→ Recorded information
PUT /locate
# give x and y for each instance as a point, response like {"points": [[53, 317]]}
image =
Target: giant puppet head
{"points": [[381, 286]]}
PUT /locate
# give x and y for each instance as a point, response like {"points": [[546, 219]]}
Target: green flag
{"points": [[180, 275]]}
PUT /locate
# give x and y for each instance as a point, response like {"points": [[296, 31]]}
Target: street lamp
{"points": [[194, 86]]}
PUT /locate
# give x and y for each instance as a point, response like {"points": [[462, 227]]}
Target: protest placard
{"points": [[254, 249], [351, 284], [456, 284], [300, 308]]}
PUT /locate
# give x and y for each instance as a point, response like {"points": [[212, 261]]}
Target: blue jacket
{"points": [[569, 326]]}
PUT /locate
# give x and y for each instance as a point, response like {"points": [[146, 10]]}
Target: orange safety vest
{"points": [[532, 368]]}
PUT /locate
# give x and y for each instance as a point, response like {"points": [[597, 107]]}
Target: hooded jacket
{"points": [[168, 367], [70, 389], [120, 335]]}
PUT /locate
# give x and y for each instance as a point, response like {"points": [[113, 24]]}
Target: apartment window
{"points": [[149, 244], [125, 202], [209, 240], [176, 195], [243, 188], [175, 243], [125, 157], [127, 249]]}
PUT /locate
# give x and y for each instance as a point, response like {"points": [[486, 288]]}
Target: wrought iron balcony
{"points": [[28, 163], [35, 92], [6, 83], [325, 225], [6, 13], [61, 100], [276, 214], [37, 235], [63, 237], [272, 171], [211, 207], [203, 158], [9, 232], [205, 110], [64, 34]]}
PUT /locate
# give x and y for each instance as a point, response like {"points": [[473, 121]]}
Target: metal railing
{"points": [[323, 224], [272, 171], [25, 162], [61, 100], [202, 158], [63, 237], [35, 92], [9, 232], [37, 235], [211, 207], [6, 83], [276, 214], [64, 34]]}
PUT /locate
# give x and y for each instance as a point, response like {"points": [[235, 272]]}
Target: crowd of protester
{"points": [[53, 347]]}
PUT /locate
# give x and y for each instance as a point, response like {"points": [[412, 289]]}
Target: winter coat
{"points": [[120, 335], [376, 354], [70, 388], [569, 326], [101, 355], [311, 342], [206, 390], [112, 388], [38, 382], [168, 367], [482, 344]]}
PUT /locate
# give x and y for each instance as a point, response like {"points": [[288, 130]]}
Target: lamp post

→ Task details
Which lines in the material above contain the word "lamp"? Gather each of them in full.

→ Solution to this problem
Target: street lamp
Target: lamp post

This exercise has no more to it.